**Input data**
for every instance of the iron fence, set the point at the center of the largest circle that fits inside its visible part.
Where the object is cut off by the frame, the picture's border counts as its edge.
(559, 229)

--

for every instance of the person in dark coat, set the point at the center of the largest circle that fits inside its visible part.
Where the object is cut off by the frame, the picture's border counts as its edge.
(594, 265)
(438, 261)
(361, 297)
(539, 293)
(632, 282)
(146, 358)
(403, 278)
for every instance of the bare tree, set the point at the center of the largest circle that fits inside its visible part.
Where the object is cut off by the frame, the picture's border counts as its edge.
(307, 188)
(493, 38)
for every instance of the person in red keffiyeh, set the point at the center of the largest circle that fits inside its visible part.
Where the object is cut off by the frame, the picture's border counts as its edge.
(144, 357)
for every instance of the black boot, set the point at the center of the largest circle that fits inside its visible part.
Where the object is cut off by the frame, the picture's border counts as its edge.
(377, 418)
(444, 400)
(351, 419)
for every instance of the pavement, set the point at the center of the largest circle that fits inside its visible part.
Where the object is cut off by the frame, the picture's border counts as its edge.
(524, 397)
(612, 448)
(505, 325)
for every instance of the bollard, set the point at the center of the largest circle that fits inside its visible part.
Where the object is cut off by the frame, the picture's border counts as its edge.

**What the task asks**
Your task is to copy each line of the entries that includes the word "person".

**Finished exercise**
for every instance of the person in dark coat, set the point at the center of the largest circle that fits inside its visible part.
for every instance of the person in red keffiyeh, set the point at the center of the largest circle that fits inside its visible part.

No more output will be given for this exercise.